What is expected:
Scale the data from the line holding "Note: pick out each instance of the smiling" through the end, inclusive. Reproduce every line in that span, multiplying each answer coordinate by 1.25 and rounding to a whole number, with halves rounded up.

— start Data for the task —

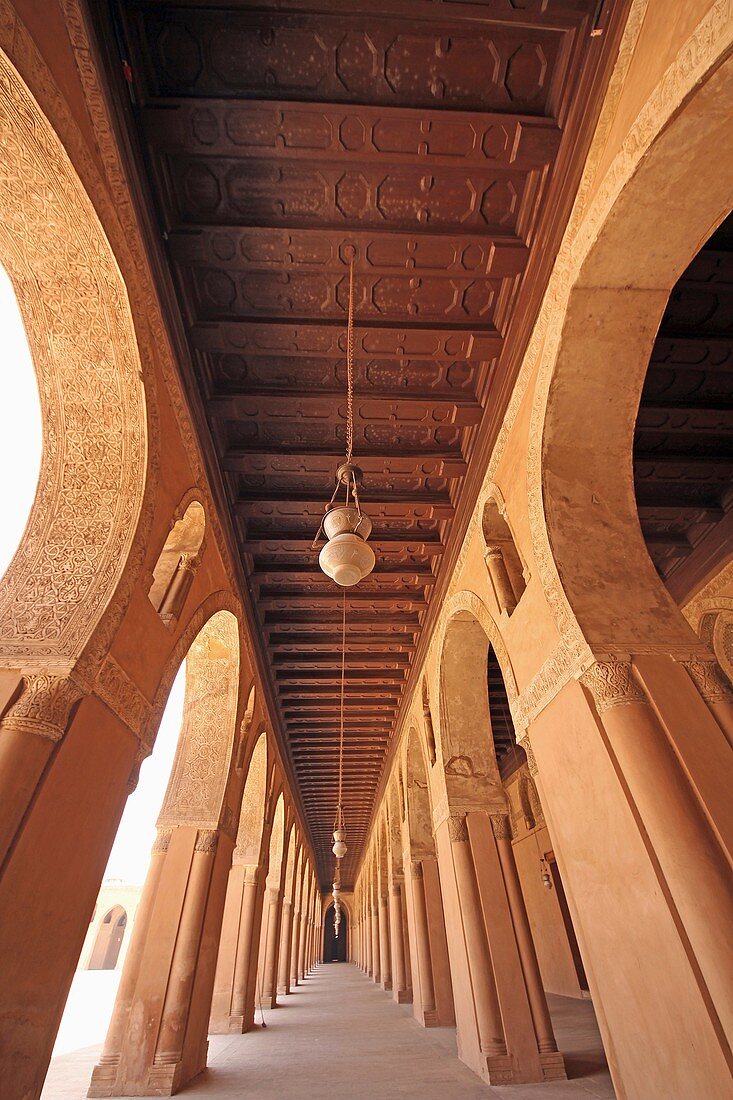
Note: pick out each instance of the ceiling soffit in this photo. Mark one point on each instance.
(445, 142)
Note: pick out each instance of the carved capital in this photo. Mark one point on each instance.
(532, 763)
(612, 683)
(162, 840)
(457, 828)
(251, 875)
(493, 552)
(501, 826)
(44, 706)
(708, 678)
(207, 840)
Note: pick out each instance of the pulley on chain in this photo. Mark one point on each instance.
(346, 557)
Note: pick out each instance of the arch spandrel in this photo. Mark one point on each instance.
(653, 211)
(203, 760)
(470, 771)
(251, 823)
(418, 817)
(95, 438)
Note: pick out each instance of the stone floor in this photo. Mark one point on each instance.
(338, 1033)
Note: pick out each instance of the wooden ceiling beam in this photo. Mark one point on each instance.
(461, 411)
(448, 463)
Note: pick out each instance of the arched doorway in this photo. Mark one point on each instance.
(109, 939)
(335, 944)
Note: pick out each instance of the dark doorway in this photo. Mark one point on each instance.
(335, 947)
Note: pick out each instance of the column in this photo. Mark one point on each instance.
(168, 1051)
(285, 947)
(397, 945)
(157, 1036)
(500, 579)
(376, 963)
(485, 999)
(112, 1047)
(689, 851)
(422, 943)
(384, 945)
(232, 1007)
(294, 948)
(368, 939)
(304, 939)
(540, 1016)
(58, 749)
(271, 953)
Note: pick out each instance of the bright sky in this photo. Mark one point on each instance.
(20, 460)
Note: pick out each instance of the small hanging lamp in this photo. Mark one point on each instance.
(346, 557)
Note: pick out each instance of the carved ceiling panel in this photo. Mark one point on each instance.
(442, 141)
(684, 436)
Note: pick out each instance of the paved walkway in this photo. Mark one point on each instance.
(339, 1034)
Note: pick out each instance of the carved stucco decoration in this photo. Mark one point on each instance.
(572, 655)
(612, 684)
(199, 772)
(709, 680)
(44, 706)
(81, 338)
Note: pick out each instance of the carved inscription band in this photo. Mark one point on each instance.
(612, 683)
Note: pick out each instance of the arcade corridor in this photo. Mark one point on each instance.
(339, 1021)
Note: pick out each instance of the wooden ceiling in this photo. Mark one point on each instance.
(684, 437)
(442, 140)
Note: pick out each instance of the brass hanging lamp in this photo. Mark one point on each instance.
(346, 557)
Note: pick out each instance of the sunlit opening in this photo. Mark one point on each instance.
(91, 997)
(21, 438)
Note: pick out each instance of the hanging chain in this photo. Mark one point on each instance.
(350, 364)
(340, 807)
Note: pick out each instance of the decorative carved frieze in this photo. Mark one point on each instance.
(709, 680)
(122, 696)
(457, 828)
(44, 706)
(612, 683)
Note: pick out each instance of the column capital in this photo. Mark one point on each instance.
(457, 828)
(207, 840)
(492, 552)
(251, 873)
(532, 763)
(501, 826)
(44, 706)
(162, 839)
(612, 683)
(707, 675)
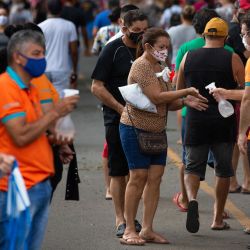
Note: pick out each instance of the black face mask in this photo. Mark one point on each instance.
(240, 16)
(135, 37)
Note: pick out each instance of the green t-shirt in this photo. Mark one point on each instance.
(191, 45)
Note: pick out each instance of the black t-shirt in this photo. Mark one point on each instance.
(235, 41)
(203, 66)
(112, 68)
(75, 15)
(89, 8)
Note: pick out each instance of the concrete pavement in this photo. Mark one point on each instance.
(88, 224)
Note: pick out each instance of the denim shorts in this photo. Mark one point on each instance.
(137, 160)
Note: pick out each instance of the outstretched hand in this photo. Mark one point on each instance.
(242, 143)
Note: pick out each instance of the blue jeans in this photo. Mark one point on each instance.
(40, 199)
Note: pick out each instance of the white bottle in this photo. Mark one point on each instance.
(65, 127)
(226, 109)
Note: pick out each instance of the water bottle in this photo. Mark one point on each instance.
(226, 109)
(65, 128)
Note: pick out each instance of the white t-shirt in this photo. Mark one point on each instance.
(180, 34)
(58, 34)
(166, 16)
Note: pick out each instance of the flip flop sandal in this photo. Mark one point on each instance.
(245, 191)
(177, 203)
(137, 226)
(120, 230)
(132, 241)
(225, 226)
(192, 223)
(155, 241)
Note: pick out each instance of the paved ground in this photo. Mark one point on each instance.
(89, 223)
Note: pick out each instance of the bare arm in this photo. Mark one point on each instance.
(238, 70)
(74, 55)
(99, 90)
(180, 81)
(6, 162)
(244, 120)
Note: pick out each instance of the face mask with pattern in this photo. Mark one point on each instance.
(160, 55)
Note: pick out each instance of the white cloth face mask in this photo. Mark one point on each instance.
(160, 55)
(244, 41)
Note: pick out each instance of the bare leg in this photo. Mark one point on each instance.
(183, 198)
(246, 182)
(150, 199)
(233, 180)
(106, 176)
(221, 192)
(134, 190)
(192, 184)
(117, 188)
(179, 124)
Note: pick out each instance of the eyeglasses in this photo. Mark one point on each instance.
(245, 35)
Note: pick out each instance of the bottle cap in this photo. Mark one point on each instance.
(70, 92)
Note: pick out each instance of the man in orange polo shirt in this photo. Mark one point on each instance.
(22, 129)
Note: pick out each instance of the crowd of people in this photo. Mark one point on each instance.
(139, 42)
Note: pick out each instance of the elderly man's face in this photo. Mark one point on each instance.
(31, 50)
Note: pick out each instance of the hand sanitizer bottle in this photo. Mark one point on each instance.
(65, 127)
(226, 109)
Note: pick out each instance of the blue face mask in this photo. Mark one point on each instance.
(35, 67)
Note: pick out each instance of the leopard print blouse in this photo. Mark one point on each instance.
(143, 73)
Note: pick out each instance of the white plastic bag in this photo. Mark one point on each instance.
(133, 94)
(164, 74)
(65, 128)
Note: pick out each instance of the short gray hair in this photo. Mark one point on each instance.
(19, 41)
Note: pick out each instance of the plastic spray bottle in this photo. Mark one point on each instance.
(226, 109)
(65, 127)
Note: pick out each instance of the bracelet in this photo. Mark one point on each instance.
(73, 77)
(183, 101)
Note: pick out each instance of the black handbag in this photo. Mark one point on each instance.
(149, 142)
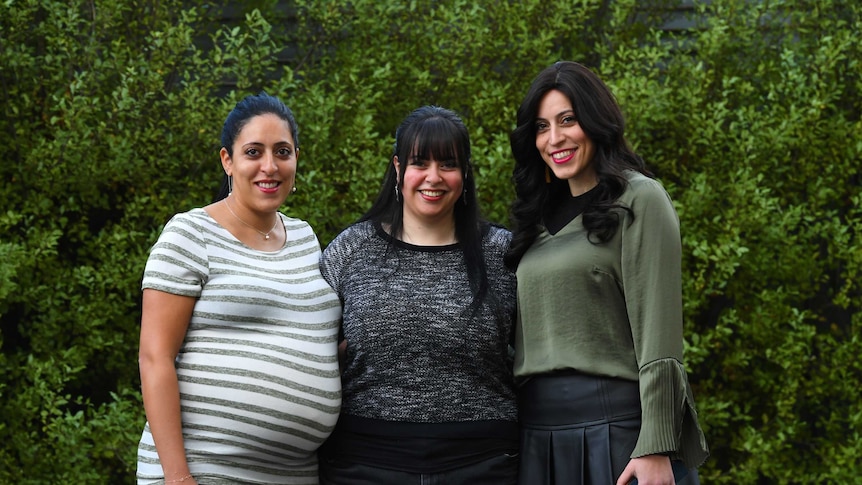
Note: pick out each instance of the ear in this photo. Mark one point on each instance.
(226, 162)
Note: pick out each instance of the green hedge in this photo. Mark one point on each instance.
(750, 116)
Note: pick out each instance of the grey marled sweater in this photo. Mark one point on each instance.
(414, 353)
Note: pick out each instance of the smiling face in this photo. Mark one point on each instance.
(263, 164)
(430, 190)
(563, 145)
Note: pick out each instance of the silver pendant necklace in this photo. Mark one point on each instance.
(264, 234)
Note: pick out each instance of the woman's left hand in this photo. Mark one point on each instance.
(648, 470)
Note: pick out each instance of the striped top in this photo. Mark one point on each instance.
(258, 372)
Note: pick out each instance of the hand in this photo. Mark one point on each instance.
(649, 470)
(342, 354)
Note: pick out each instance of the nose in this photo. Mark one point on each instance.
(268, 164)
(555, 135)
(433, 174)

— end Data for the task —

Result for this exercise:
Note: pick out each instance of the smiling face in this photo. Mark one point on each instance.
(329, 205)
(538, 238)
(704, 181)
Note: pick out each instance of the silver pendant necklace in this photo. Mark one point on each instance.
(330, 293)
Note: pick out each instance of the woman's left hand in this photo. Mark one point on each instance.
(810, 588)
Note: pick out each instance of the striped top in this photo. Mark one point on each instance.
(323, 465)
Note: pick out each instance of the hand in this photo. Mark one point on each instance.
(811, 588)
(428, 443)
Note: pick out each instance of the nose in this photo. Mark one point on each instance.
(335, 205)
(694, 169)
(541, 218)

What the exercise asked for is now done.